- **EXERCISE DIRECTIONS**
Set down all of the data that follows word for word, without the images.

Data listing
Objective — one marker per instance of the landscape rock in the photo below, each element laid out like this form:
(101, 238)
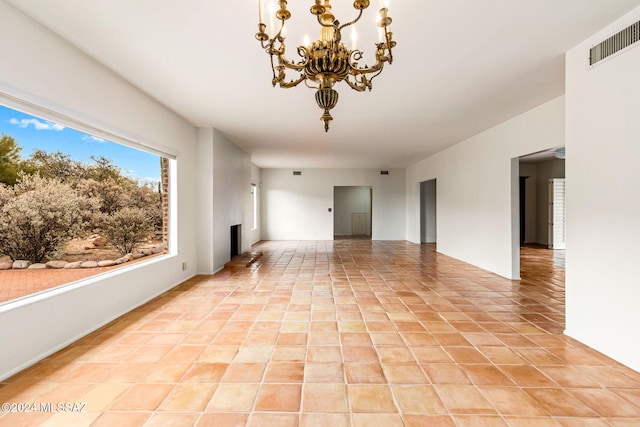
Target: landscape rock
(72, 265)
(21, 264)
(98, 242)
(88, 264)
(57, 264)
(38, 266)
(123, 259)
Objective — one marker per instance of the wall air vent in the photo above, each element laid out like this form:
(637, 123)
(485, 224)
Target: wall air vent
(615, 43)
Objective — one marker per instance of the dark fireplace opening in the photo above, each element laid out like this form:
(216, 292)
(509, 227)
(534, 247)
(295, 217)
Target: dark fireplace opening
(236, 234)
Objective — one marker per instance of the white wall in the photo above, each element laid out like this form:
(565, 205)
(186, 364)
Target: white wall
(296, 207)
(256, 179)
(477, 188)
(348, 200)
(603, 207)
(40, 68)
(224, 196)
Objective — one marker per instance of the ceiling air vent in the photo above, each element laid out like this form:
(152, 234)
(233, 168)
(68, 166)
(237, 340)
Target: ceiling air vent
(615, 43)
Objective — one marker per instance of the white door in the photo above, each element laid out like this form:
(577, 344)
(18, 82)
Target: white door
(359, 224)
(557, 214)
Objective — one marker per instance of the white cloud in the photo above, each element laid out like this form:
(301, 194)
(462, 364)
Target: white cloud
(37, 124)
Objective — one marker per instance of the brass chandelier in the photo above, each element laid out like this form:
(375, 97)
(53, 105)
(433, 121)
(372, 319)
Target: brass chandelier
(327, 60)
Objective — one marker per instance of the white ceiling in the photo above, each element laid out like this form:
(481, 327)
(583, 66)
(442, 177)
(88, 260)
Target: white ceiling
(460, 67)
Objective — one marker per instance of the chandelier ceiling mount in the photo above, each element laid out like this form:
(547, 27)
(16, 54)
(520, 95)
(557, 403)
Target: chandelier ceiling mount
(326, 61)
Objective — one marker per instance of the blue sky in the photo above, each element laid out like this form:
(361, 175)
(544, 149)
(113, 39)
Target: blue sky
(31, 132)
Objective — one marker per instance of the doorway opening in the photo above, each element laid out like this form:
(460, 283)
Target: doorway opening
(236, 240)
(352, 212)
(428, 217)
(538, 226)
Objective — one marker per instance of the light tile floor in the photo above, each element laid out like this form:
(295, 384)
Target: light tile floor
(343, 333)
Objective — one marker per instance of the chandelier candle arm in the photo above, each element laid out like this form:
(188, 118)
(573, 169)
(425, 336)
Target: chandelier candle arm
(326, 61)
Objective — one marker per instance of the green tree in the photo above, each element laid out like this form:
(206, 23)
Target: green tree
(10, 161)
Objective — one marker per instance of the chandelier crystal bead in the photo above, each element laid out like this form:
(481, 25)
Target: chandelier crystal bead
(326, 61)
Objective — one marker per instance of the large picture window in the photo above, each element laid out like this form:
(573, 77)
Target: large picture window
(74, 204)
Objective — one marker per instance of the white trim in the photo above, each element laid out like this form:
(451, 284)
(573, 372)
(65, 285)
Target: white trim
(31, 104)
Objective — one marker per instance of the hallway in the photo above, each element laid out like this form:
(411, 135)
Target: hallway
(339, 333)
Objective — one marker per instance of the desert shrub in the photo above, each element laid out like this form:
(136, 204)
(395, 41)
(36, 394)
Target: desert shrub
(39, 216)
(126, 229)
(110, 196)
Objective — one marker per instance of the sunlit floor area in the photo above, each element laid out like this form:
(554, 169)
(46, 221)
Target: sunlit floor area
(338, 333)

- **WORKED SOLUTION**
Objective — one marker per instance of the landscape rock in the photo below, each element laid out like this form:
(101, 238)
Target: landscape rock
(72, 265)
(21, 264)
(98, 242)
(88, 264)
(57, 264)
(38, 266)
(123, 259)
Objective — one marker per instance of the wall air vent in the photo above, each element laid out like this form:
(637, 123)
(485, 224)
Target: wall air vent
(615, 43)
Objective — one marker per instance of the dark fireplace opening in the photo above, each element laid out like this form:
(216, 292)
(509, 227)
(534, 247)
(295, 217)
Target: dark fireplace opening
(236, 234)
Objective — one marker per instance of the white wall in the photo above, each element laid out like this form:
(565, 205)
(186, 364)
Target: white wall
(296, 207)
(256, 179)
(477, 188)
(348, 200)
(603, 207)
(40, 68)
(224, 196)
Objective — one marker per instance of the ceiling air vent in the photo above, each element laid out like this form:
(152, 234)
(233, 168)
(68, 166)
(237, 340)
Target: ceiling air vent
(615, 43)
Objective — one marker per instance of the white door in the photo above, each element laid out like this form:
(577, 344)
(18, 82)
Target: white door
(359, 224)
(557, 214)
Objective — one marker per instance of the white cloud in the photo above, each element laid out like this form:
(301, 194)
(462, 364)
Target: white cloud
(37, 124)
Objective — one marker per instance of the brass chandelier in the photo above, each element laid out like this form:
(375, 97)
(53, 105)
(433, 121)
(372, 319)
Target: brass chandelier
(327, 60)
Objective — one marker per instance of the white ceiling in the photo above, each element laid out like this form:
(481, 327)
(583, 66)
(442, 177)
(88, 260)
Target: white ceiling
(460, 67)
Objective — one marker per instance of the chandelier ceiling mount in the photo above, each element laid out like this form:
(547, 27)
(16, 54)
(520, 95)
(557, 403)
Target: chandelier ceiling mount
(326, 61)
Objective — one marker per instance of the blue sky in the photo above, each element laid out like this form:
(361, 175)
(544, 149)
(113, 39)
Target: blue sky
(31, 132)
Objective — one marker per instance of the doorway opening in the photo above, each element laid out like this form:
(460, 283)
Target: doorway opening
(236, 240)
(352, 212)
(428, 217)
(538, 226)
Objective — one marker per instance of the light tile floor in the photo above, each element laid out like this form:
(295, 384)
Target: light tile floor
(343, 333)
Objective — one marker per instance of the chandelier candle arm in the photo above, each element laid out like this form:
(188, 118)
(573, 169)
(425, 336)
Target: chandelier candle arm
(326, 61)
Objective — one marker per instance of the green tree in the photo above, each element laid out like this form:
(206, 23)
Target: green tree
(10, 161)
Objective — one marker per instance of the chandelier crystal bead in the photo above, each element laid out like this form:
(481, 25)
Target: chandelier crystal bead
(326, 61)
Objective — one marker per instance of the large picture window in the photo above, each element laid out like this form:
(573, 77)
Target: large picture window
(74, 204)
Objective — one marker per instance of the white trim in the photo above, each element laid out like this form:
(451, 284)
(573, 372)
(65, 285)
Target: white trim
(31, 104)
Objective — one marker per instance of the hallway in the photo above, each element laid out like this form:
(411, 135)
Target: hallway
(339, 333)
Objective — one marker per instance of the desert shrub in the photo above, each element laid out like this form:
(136, 204)
(395, 41)
(36, 394)
Target: desert shrub
(39, 216)
(126, 229)
(110, 196)
Objective — one marker per instance of the sunlit floor area in the photo above, each element laid out like this form:
(554, 169)
(46, 221)
Target: sunlit floor area
(338, 333)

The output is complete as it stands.